Re: [PATCH v2] rcu: Fix missed wakeup of exp_wq waiters

[Neeraj Upadhyay <neeraju@codeaurora.org>]

On 11/20/2019 1:08 AM, Paul E. McKenney wrote:
> On Tue, Nov 19, 2019 at 03:17:07AM +0000, Neeraj Upadhyay wrote:
>> For the tasks waiting in exp_wq inside exp_funnel_lock(),
>> there is a chance that they might be indefinitely blocked
>> in below scenario:
>>
>> 1. There is a task waiting on exp sequence 0b'100' inside
>>     exp_funnel_lock(). This task blocks at wq index 1.
>>
>>     synchronize_rcu_expedited()
>>       s = 0b'100'
>>       exp_funnel_lock()
>>         wait_event(rnp->exp_wq[rcu_seq_ctr(s) & 0x3]
>>
>> 2. The expedited grace period (which above task blocks for)
>>     completes and task (task1) holding exp_mutex queues
>>     worker and schedules out.
>>
>>     synchronize_rcu_expedited()
>>       s = 0b'100'
>>       queue_work(rcu_gp_wq, &rew.rew_work)
>>         wake_up_worker()
>>           schedule()
>>
>> 3. kworker A picks up the queued work and completes the exp gp
>>     sequence and then blocks on exp_wake_mutex, which is held
>>     by another kworker, which is doing wakeups for expedited_sequence
>>     0.
>>
>>     rcu_exp_wait_wake()
>>       rcu_exp_wait_wake()
>>         rcu_exp_gp_seq_end(rsp) // rsp->expedited_sequence is incremented
>>                                 // to 0b'100'
>>         mutex_lock(&rcu_state.exp_wake_mutex)

* _Data lines_
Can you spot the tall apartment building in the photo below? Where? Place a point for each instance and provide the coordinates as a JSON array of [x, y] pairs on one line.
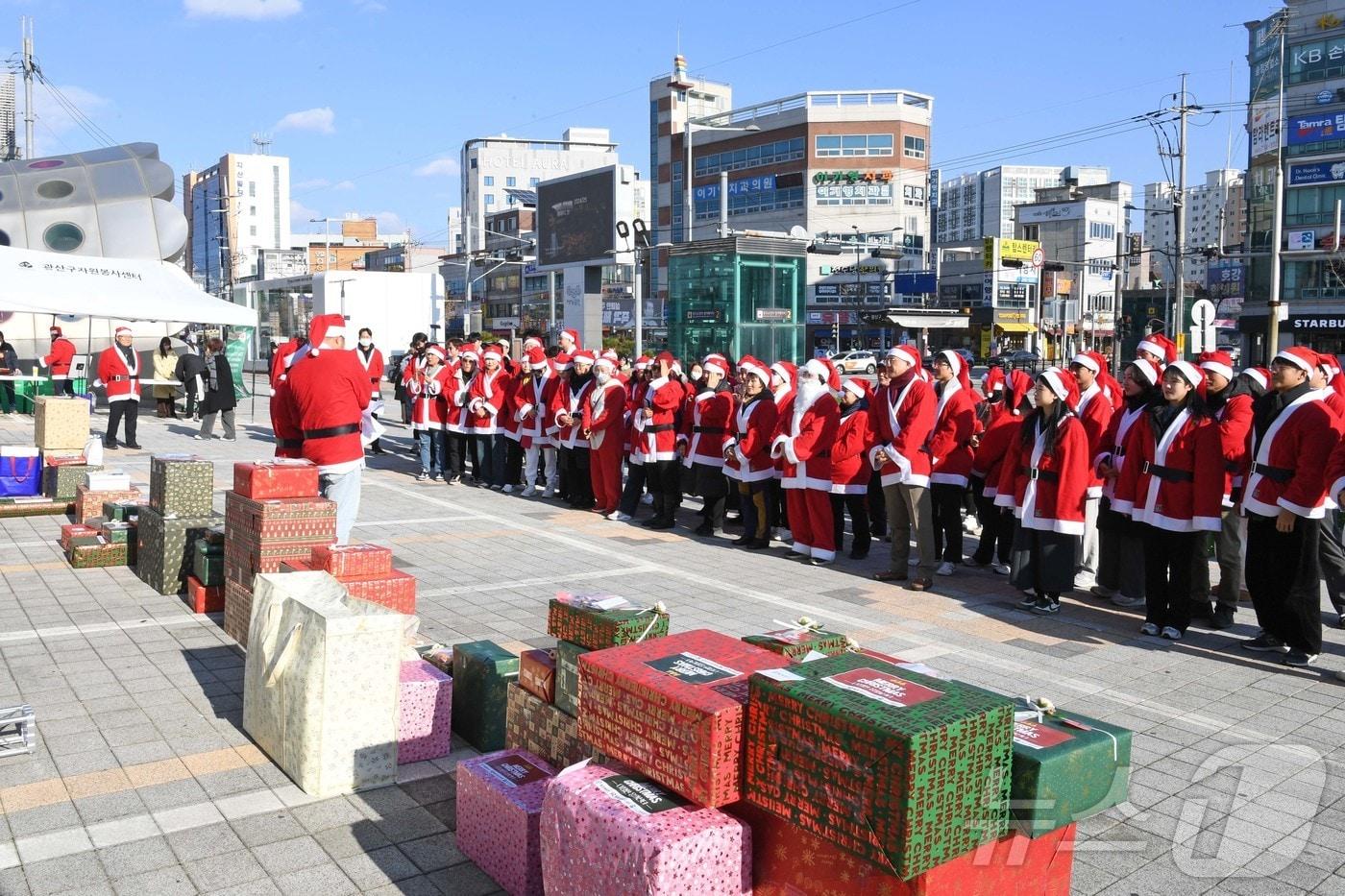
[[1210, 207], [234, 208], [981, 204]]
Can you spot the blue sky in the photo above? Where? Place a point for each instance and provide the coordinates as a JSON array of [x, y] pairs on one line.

* _Stated task 1_
In the RCU patch thread, at which wq index does the task waiting on exp sequence 0b'100' block in step 1?
* _Stated task 2_
Reproduce the RCU patch thread from "Re: [PATCH v2]" up to and including "wq index 1.".
* _Stated task 3_
Write the next part of the RCU patch thread, picking up after its last line.

* _Response 1_
It blocks at wq index 1.

* _Response 2_
Re: [PATCH v2] rcu: Fix missed wakeup of exp_wq waiters

[Neeraj Upadhyay <neeraju@codeaurora.org>]

On 11/20/2019 1:08 AM, Paul E. McKenney wrote:
> On Tue, Nov 19, 2019 at 03:17:07AM +0000, Neeraj Upadhyay wrote:
>> For the tasks waiting in exp_wq inside exp_funnel_lock(),
>> there is a chance that they might be indefinitely blocked
>> in below scenario:
>>
>> 1. There is a task waiting on exp sequence 0b'100' inside
>>     exp_funnel_lock(). This task blocks at wq index 1.

* _Response 3_
>>
>> 4. task1 does not enter wait queue, as sync_exp_work_done() returns true,
>>     and releases exp_mutex.
>>
>>     wait_event(rnp->exp_wq[rcu_seq_ctr(s) & 0x3],
>>       sync_exp_work_done(rsp, s));
>>     mutex_unlock(&rsp->exp_mutex);
>>
>> 5. Next exp GP completes, and sequence number is incremented:
>>
>>     rcu_exp_wait_wake()
>>       rcu_exp_wait_wake()
>>         rcu_exp_gp_seq_end(rsp) // rsp->expedited_sequence = 0b'200'
>>
>> 6. kworker A acquires exp_wake_mutex. As it uses current
>>     expedited_sequence, it wakes up workers from wrong wait queue
>>     index - it should have worken wait queue corresponding to
>>     0b'100' sequence, but wakes up the ones for 0b'200' sequence.
>>     This results in task at step 1 indefinitely blocked.
>>
>>     rcu_exp_wait_wake()
>>       wake_up_all(&rnp->exp_wq[rcu_seq_ctr(rsp->expedited_sequence) & 0x3]);
>>
>> This issue manifested as DPM device timeout during suspend, as scsi
>> device was stuck in _synchronize_rcu_expedited().
>>
>> schedule()
>> synchronize_rcu_expedited()
>> synchronize_rcu()
>> scsi_device_quiesce()
>> scsi_bus_suspend()
>> dpm_run_callback()
>> __device_suspend()
>>
>> Fix this by using the correct exp sequence number, the one which
>> owner of the exp_mutex initiated and passed to kworker,
>> to index the wait queue, inside rcu_exp_wait_wake().
>>
>> Signed-off-by: Neeraj Upadhyay <neeraju@codeaurora.org>
> 
> Queued, thank you!
> 
> I reworked the commit message to make it easier to follow the sequence
> of events.  Please see below and let me know if I messed anything up.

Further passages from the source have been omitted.